WRITTEN REQUEST ▸
Locate each line in the material below that contains the string "tail" and copy those lines. Matching is case-sensitive.

* start STORED RECORDS *

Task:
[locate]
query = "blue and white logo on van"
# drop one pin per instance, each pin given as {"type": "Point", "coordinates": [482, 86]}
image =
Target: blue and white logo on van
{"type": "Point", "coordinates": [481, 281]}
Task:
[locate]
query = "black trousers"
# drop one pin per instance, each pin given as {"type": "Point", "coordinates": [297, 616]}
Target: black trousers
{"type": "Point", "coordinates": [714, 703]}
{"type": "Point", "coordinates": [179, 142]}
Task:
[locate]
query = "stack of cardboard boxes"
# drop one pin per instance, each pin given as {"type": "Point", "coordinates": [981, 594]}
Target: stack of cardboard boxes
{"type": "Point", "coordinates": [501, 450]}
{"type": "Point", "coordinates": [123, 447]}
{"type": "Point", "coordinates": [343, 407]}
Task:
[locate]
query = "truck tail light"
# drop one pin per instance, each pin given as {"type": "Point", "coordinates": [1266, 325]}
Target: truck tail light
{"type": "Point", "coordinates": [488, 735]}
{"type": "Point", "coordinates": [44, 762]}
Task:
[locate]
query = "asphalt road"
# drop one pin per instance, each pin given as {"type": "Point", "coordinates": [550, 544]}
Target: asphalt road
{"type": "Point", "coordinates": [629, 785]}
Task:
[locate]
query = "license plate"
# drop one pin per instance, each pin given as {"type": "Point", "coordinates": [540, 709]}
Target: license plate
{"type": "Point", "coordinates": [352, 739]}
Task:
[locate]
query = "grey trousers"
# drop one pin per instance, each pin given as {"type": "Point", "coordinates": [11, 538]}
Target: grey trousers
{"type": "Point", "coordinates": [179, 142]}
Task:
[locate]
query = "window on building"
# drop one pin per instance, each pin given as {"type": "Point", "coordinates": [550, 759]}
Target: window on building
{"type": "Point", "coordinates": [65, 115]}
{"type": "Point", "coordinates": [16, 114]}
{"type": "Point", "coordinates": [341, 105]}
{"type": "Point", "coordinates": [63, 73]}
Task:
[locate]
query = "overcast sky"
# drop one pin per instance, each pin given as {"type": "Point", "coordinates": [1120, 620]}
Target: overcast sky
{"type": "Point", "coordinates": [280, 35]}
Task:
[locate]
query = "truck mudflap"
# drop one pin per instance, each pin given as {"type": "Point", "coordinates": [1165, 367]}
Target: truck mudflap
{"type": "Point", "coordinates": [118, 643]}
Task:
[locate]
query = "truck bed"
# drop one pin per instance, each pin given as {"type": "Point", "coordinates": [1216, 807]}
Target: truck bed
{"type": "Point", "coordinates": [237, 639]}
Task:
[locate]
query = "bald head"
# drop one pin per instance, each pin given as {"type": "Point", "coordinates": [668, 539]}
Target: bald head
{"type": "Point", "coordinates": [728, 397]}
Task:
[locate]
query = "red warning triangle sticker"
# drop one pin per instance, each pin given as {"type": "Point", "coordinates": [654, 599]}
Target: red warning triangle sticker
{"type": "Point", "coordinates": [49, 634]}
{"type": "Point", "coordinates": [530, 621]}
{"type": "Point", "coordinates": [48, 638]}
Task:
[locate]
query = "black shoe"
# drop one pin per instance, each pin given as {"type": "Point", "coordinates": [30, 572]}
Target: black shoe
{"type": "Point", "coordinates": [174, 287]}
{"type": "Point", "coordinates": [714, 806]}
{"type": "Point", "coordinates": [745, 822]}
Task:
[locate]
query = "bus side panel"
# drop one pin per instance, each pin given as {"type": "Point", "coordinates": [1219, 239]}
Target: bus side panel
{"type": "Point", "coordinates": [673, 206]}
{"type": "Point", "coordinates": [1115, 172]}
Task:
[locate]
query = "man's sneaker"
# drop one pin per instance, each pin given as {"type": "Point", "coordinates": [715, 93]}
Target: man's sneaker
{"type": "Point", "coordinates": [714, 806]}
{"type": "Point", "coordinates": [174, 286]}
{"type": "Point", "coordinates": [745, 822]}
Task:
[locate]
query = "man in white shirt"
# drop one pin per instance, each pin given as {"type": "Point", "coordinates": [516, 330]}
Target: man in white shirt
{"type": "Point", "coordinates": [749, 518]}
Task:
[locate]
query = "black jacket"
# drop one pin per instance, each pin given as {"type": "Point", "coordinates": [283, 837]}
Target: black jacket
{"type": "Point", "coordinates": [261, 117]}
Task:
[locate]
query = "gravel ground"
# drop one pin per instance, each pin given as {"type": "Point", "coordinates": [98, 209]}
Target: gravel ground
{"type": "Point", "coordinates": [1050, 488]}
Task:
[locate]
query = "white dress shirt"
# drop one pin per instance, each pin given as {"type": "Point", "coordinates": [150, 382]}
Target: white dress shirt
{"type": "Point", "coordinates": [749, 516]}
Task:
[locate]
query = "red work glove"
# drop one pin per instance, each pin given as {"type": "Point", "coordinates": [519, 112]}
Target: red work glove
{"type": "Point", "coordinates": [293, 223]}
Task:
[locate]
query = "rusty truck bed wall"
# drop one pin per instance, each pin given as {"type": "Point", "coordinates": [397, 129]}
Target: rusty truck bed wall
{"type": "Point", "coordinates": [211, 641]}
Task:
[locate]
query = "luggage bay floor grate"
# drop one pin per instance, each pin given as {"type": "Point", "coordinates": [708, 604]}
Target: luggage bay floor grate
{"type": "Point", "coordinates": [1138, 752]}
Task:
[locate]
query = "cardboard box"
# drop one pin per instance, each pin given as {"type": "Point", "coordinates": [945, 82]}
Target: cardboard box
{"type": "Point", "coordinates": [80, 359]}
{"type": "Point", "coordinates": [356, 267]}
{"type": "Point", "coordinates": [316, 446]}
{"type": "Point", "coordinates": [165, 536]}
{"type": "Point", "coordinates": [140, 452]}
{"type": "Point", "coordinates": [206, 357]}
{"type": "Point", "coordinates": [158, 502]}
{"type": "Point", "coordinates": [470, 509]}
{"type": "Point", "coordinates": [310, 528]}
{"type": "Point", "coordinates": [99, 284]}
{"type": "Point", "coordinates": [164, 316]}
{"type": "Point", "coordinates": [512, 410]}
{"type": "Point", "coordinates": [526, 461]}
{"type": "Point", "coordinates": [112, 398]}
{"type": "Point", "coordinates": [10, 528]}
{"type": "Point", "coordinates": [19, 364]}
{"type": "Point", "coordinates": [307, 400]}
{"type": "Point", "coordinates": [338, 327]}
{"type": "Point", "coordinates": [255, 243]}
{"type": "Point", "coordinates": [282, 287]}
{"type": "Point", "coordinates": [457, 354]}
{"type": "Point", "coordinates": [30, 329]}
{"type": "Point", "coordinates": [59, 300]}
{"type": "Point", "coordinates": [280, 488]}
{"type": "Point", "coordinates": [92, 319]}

* end STORED RECORDS *

ANSWER TO THE TASK ▸
query = "truck tail light"
Target: truck tail light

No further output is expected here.